# EXTRACT PROVIDED
────────

I have encountered a problem prooving an OH concentration equation. My
paper is due this tuesday 2-8-05 @4:00 pm.....i would appreciate an
answer before that time.
Here is my question:
In the use of lab reactors to study atmospheric chemistry. To estimate
the [OH] present in the reactor, one can irradiate a mixture of NOx in
air with trace levels of two hydrocarbons A &B whose OH rate constant
are known. If the reaction with OH is the only significant removal
process for the two hydrocarbons and if ka & kb are the rate constants
for the rxn of OH radicals with hydrocarbons A & B.......I have to
show that the OH concentration is determined by the following
equation:
[OH] = 1/(ka-kb) *  dln([B]/[A]) / dt

Thank you
Answer  
There is no answer at this time.

────────

# STATED TASK
Retype the forum post on the OH concentration equation in full, changing nothing. The items that come next are separate material, unrelated to the forum post on the OH concentration equation.

[Excerpts from a pointing dataset]
────────

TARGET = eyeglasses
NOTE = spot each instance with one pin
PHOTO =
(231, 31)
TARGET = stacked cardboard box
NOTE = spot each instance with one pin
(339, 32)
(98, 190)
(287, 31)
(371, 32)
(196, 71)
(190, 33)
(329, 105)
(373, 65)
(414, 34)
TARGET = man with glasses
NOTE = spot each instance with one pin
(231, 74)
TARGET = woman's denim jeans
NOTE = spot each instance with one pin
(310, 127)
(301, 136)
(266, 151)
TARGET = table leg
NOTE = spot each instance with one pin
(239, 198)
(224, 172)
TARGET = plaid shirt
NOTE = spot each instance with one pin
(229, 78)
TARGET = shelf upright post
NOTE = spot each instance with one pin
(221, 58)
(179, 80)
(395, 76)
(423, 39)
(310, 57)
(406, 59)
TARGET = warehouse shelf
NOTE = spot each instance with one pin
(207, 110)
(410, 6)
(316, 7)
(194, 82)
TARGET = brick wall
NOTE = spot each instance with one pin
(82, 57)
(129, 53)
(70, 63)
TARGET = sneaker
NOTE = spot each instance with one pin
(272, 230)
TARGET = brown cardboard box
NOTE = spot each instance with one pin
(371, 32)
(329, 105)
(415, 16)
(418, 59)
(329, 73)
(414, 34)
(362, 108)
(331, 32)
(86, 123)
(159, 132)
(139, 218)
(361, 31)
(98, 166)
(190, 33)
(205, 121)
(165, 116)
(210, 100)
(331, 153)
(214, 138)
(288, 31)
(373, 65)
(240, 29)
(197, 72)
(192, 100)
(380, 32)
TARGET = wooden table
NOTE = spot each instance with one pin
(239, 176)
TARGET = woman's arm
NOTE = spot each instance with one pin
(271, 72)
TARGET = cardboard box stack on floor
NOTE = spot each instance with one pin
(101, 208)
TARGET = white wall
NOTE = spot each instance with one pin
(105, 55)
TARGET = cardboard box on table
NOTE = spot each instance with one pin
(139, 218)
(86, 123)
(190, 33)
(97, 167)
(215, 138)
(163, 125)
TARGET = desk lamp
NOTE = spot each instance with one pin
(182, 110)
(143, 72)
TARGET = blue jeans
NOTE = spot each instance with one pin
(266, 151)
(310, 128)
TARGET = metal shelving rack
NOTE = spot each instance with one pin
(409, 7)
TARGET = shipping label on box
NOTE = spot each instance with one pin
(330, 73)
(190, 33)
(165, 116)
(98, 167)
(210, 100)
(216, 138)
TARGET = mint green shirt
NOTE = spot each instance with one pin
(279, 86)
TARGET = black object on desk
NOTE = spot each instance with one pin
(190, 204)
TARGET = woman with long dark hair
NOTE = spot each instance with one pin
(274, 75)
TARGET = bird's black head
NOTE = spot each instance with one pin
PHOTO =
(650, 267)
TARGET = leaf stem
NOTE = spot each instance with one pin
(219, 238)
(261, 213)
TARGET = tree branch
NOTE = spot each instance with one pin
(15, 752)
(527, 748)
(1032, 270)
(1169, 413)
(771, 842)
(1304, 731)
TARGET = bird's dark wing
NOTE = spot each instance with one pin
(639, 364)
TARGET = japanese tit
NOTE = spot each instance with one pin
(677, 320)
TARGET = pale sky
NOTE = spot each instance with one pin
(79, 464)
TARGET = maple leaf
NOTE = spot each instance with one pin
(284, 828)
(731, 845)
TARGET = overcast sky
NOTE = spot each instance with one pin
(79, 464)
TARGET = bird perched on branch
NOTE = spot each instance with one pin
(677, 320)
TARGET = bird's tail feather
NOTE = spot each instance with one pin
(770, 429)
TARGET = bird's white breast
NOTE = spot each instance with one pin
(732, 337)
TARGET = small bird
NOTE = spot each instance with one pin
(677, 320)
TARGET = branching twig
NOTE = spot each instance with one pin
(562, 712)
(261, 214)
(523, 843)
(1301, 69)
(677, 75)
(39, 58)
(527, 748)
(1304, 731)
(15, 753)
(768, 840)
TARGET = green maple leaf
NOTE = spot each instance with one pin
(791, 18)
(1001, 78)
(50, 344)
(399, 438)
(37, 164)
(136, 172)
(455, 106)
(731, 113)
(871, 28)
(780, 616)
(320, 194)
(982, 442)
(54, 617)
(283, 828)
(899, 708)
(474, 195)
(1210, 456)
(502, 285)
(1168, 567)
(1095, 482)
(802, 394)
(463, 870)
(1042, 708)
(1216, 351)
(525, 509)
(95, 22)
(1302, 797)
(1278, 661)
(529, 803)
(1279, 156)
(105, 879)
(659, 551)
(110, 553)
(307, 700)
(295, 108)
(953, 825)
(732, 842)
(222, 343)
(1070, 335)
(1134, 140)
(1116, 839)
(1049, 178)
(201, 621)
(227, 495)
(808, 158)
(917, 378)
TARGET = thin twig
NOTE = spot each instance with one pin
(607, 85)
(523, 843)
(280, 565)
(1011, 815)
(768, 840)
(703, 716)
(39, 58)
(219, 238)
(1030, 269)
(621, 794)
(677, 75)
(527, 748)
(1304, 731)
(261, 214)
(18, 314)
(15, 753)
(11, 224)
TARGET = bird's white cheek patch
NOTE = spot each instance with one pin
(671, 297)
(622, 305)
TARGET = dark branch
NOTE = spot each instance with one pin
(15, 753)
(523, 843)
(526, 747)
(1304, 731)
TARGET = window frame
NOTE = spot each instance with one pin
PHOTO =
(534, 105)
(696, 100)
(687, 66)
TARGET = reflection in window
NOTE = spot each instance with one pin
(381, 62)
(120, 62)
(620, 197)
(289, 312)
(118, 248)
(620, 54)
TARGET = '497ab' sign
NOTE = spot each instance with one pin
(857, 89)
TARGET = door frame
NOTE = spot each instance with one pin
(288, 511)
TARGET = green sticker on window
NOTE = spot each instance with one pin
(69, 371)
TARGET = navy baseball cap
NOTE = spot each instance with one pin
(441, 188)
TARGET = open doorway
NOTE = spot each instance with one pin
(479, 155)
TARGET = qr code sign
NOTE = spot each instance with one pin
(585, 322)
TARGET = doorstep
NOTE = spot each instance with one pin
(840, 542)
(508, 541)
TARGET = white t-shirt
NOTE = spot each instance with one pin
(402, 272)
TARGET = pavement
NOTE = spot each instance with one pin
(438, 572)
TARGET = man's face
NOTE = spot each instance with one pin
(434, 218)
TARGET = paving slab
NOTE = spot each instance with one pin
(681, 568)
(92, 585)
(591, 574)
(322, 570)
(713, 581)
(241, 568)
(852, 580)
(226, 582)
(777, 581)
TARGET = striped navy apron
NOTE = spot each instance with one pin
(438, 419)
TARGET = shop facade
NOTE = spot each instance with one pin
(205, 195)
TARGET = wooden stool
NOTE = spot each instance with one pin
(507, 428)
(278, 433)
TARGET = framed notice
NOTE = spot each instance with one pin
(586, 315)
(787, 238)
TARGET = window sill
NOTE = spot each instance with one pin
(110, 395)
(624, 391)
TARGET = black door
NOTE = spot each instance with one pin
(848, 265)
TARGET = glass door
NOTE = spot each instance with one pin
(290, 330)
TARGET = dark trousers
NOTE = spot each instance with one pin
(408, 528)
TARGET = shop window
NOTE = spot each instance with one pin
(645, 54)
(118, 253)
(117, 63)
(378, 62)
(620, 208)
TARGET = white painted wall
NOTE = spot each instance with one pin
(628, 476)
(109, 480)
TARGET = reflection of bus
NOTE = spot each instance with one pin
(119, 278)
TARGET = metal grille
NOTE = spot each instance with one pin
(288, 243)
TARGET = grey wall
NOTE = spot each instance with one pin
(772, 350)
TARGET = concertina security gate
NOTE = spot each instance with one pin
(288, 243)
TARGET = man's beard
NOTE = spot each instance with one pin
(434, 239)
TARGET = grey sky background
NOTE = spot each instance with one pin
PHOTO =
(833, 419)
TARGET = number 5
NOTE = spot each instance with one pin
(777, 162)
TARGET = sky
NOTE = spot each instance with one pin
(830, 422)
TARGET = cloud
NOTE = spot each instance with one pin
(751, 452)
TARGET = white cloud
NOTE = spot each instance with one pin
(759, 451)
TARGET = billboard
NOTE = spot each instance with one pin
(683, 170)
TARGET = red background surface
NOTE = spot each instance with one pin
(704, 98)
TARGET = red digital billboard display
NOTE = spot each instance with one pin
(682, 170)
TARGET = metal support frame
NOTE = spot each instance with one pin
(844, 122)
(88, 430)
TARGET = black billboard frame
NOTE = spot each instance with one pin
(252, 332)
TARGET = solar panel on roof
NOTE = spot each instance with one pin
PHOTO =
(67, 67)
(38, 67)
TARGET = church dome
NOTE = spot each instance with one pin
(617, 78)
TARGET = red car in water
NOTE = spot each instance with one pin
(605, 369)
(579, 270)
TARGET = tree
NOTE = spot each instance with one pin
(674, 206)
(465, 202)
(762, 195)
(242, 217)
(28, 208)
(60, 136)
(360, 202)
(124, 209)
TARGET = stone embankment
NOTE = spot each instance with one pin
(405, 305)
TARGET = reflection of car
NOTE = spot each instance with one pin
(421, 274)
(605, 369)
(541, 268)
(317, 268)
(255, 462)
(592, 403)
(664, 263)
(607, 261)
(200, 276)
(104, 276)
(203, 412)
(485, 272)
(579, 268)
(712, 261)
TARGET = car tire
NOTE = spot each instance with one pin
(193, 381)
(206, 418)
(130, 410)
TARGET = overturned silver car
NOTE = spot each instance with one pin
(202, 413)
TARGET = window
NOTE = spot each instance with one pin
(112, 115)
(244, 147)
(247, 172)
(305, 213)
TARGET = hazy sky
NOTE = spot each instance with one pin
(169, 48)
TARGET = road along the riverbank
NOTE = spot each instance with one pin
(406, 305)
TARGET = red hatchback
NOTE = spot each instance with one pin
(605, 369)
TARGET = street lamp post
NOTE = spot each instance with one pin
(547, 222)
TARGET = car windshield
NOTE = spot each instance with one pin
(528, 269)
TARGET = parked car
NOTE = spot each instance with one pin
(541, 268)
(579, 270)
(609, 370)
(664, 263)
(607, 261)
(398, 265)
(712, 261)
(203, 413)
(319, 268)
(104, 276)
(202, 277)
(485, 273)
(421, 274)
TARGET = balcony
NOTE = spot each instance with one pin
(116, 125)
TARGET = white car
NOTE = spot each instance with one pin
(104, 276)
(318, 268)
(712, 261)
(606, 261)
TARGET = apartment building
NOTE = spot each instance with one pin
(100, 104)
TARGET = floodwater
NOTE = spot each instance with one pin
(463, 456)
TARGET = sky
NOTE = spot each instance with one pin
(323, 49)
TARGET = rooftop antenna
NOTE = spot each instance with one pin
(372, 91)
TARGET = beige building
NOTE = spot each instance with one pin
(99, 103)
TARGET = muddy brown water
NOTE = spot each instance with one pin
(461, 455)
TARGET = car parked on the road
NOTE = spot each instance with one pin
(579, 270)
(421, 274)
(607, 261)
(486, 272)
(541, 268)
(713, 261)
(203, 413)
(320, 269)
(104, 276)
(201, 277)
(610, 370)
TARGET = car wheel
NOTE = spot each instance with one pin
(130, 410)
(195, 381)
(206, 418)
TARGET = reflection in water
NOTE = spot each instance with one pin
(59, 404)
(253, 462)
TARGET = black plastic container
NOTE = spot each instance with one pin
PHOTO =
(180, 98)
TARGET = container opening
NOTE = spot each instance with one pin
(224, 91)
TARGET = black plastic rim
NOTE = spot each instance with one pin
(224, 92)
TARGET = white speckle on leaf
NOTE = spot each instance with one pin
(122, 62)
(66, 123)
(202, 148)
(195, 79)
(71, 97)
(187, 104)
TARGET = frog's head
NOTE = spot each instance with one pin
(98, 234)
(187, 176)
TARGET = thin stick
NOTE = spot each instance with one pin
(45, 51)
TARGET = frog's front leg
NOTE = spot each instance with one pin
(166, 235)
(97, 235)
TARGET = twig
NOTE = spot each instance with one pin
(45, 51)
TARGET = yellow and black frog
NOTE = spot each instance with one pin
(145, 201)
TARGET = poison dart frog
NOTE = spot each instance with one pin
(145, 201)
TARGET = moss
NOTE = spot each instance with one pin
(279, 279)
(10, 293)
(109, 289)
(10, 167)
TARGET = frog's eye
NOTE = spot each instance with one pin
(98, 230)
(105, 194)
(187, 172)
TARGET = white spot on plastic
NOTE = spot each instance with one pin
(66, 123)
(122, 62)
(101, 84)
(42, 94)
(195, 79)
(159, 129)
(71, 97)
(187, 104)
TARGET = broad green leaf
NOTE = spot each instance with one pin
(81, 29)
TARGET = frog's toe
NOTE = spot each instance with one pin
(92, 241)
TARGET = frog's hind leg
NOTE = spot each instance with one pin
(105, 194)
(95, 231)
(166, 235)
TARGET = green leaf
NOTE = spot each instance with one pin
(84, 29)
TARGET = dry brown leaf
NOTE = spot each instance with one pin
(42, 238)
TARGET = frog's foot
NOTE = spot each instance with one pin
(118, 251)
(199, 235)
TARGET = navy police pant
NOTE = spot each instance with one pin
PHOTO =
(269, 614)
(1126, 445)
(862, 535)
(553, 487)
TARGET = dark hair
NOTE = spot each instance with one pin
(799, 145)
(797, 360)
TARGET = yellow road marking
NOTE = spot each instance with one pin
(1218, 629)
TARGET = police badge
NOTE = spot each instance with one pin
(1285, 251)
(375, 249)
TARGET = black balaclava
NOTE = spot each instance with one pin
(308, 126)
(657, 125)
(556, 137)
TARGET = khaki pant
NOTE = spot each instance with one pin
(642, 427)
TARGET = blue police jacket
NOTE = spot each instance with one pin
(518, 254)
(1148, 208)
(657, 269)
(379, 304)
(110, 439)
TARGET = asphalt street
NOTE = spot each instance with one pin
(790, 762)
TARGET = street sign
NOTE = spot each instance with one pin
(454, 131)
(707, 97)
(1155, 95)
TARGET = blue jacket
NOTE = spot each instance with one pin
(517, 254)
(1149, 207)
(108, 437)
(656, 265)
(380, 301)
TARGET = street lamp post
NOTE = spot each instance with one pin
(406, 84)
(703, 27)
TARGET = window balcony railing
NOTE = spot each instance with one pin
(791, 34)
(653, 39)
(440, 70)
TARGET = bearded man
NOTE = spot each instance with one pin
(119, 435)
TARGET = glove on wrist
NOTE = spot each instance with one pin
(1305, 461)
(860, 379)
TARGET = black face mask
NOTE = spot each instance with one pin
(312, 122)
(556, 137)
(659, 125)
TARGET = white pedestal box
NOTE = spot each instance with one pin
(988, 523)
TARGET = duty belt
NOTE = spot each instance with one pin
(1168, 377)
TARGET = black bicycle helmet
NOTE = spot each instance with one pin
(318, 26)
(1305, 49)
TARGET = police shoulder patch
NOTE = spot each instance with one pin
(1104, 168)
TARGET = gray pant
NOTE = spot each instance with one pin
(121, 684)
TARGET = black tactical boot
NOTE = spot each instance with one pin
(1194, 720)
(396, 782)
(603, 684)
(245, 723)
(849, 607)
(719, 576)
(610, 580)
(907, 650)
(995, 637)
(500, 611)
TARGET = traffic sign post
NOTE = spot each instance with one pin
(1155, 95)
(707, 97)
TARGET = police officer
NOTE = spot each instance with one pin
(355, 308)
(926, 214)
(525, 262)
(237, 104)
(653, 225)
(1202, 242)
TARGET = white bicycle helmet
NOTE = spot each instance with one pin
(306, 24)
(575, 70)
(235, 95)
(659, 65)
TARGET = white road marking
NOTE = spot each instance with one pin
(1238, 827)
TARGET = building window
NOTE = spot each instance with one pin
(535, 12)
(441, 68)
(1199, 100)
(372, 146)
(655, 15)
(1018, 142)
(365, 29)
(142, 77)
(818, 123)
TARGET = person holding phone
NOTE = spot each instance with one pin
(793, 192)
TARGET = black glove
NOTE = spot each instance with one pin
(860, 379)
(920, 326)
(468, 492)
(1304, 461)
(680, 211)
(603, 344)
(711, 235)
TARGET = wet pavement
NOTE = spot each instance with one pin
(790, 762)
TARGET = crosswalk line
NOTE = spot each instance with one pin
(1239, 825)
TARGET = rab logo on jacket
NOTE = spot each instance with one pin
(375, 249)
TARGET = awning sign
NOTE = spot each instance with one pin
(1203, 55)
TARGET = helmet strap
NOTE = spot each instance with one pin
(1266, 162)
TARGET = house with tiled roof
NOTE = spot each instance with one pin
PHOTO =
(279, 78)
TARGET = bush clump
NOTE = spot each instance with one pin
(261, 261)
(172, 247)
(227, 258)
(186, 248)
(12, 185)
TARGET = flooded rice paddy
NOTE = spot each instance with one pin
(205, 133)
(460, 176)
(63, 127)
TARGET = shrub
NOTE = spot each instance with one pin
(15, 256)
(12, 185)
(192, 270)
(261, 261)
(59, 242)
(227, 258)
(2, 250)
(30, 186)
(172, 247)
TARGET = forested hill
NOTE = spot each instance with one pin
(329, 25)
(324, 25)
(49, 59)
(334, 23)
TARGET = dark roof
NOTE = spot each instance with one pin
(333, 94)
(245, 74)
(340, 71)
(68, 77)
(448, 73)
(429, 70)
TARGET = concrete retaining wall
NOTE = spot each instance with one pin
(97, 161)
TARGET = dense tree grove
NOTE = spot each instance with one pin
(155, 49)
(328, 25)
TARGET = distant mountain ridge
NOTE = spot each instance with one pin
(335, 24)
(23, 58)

────────

# ANSWER TO THE EXERCISE
I have encountered a problem prooving an OH concentration equation. My
paper is due this tuesday 2-8-05 @4:00 pm.....i would appreciate an
answer before that time.
Here is my question:
In the use of lab reactors to study atmospheric chemistry. To estimate
the [OH] present in the reactor, one can irradiate a mixture of NOx in
air with trace levels of two hydrocarbons A &B whose OH rate constant
are known. If the reaction with OH is the only significant removal
process for the two hydrocarbons and if ka & kb are the rate constants
for the rxn of OH radicals with hydrocarbons A & B.......I have to
show that the OH concentration is determined by the following
equation:
[OH] = 1/(ka-kb) *  dln([B]/[A]) / dt

Thank you
Answer  
There is no answer at this time.